── Data entries

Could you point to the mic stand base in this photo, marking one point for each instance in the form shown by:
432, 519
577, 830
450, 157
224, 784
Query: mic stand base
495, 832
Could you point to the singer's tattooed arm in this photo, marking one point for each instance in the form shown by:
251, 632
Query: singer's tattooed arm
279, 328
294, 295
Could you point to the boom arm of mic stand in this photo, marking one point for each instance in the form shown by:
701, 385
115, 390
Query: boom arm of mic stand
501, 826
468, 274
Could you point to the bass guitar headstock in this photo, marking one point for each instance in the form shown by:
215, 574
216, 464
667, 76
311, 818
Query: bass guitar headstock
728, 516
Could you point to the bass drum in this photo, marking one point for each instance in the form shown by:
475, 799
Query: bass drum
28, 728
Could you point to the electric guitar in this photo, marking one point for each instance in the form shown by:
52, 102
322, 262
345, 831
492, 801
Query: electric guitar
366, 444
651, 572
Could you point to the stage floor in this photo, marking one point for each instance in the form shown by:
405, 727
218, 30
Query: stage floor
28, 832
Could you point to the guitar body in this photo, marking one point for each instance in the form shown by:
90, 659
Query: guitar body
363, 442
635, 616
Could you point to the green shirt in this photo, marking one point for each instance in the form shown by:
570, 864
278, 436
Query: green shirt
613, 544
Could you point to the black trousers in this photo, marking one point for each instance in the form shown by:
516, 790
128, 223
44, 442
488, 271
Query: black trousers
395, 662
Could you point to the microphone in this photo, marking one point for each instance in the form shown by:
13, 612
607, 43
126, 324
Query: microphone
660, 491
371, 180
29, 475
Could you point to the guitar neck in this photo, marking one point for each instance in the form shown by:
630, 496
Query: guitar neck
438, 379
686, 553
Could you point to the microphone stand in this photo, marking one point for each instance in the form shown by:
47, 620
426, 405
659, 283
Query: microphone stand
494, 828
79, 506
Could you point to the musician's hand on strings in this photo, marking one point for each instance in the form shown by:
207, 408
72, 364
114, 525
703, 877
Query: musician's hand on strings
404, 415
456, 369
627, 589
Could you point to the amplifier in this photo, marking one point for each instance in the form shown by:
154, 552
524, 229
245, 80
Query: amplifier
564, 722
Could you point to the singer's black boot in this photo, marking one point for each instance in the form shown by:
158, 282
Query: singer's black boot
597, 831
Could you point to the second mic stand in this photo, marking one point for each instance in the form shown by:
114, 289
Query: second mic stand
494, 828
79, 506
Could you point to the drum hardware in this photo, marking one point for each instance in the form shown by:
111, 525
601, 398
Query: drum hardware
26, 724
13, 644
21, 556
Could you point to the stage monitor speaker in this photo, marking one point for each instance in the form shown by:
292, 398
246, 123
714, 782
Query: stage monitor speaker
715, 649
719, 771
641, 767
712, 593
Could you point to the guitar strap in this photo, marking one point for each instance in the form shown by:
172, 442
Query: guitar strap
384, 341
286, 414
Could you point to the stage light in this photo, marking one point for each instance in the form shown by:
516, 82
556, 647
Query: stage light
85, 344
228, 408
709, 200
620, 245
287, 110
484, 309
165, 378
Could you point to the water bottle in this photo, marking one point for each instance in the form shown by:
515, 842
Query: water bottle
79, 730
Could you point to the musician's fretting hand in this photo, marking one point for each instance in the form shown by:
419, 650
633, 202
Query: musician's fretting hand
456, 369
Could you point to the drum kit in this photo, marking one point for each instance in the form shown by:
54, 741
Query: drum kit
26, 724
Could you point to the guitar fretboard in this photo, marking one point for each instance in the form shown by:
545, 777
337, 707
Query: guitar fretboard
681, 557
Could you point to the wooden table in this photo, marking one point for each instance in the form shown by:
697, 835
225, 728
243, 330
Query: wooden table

────

Written task — Copy every line of the listing above word for word, with nothing left out or changed.

The reply —
Could you point to the mic stand base in this photo, marking one point for each instance in the form shown by:
432, 519
577, 830
450, 157
224, 784
Query: mic stand base
495, 832
Could you point to the singer's tattooed arm in this photo, marking one point for each instance in the form shown by:
251, 632
Query: singer's tattooed arm
279, 328
294, 295
Could you point to the boom arm of mic stand in this photo, marking one point for each instance in the form shown by:
701, 385
115, 390
Query: boom arm of mic stand
501, 826
468, 274
Could you point to the bass guitar headstock in this photo, marking one point for each instance in the form shown by:
215, 574
216, 464
667, 76
311, 818
Query: bass guitar headstock
728, 516
Could you point to the bass drum in this photo, marking one point for each instance in the form shown by:
475, 799
Query: bass drum
28, 728
Could you point to the electric guitar in this photo, marking one point for each instance in the form shown by:
52, 102
322, 262
345, 831
492, 801
Query: electric guitar
366, 444
651, 572
Could you point to the stage floor in this photo, marking one point for each instance in the form shown by:
405, 727
218, 30
Query: stage floor
28, 832
Could you point to the guitar body in this photo, marking one point for each instance in the form shown by:
90, 659
Query: guitar body
363, 442
635, 616
Could you point to the green shirt in this photo, marking one point for each instance in the form shown by:
570, 864
278, 436
Query: green shirt
613, 544
Could you point to the black trousers in this photo, marking one point for each instance in the form shown by:
516, 790
128, 223
44, 442
488, 271
Query: black trousers
395, 662
Could you point to the microphone in this photo, marking one point for each instance in the form shown by:
13, 612
607, 43
126, 324
Query: microphone
660, 491
371, 180
29, 475
Could you point to the guitar neck in this photo, marking one point for each instance in the form shown by:
630, 496
Query: guitar neck
438, 379
686, 553
Could you point to the microphone stand in this photo, marking one point for each instance in the form shown by:
47, 620
426, 405
659, 283
Query: microphone stand
494, 828
79, 506
Could you point to the musician's hand on strings in this photo, marking one point for each instance in the form shown by:
207, 408
72, 364
114, 525
703, 877
Query: musician's hand on strings
404, 415
456, 369
627, 589
Could you point to the amplifier in this photo, marking one point for each instance in the form shown by:
154, 552
524, 229
245, 80
Query: amplifier
564, 722
Could you point to the singer's black boot in this photo, marking one point for each instance in the form shown by:
158, 282
Query: singer's black boot
597, 831
Could you point to the second mic stand in this photo, marking one point for each instance in the form shown by:
114, 289
Query: second mic stand
494, 828
79, 506
Could you point to the drum hardware in this photo, marking one point for each instance in the form shown by:
111, 525
601, 398
Query: drum hardware
26, 724
13, 644
21, 556
Could you point to the stage monitor speaker in this photo, marking one point for each instance in the form shown by:
292, 398
246, 123
714, 782
Query: stage monitor speaker
715, 649
719, 771
641, 767
712, 593
Could you point to the guitar strap in this photo, marking one point for each instance in the form shown by:
172, 442
Query: guitar strap
384, 341
286, 414
Could you point to the stage light in this photo, marking one point for each instance in the form shown by:
516, 82
556, 647
Query: stage light
85, 344
228, 408
709, 200
620, 245
287, 110
484, 309
165, 378
Could you point to the water bottle in this photo, marking one point for each instance in the form shown by:
515, 842
Query: water bottle
79, 730
Could you point to the musician's fretting hand in this photo, marking one point for each instance in the form shown by:
419, 650
633, 202
Query: musician's fretting hand
456, 369
Could you point to the drum kit in this photo, marking one point for each instance in the form shown by:
54, 741
Query: drum kit
26, 724
Could you point to the guitar fretboard in this photo, marking one point for each instance in the form shown by:
545, 777
337, 707
Query: guitar fretboard
681, 557
Could you point to the wooden table in this photo, marking one point for each instance in the form shown by:
697, 835
225, 728
243, 330
Query: wooden table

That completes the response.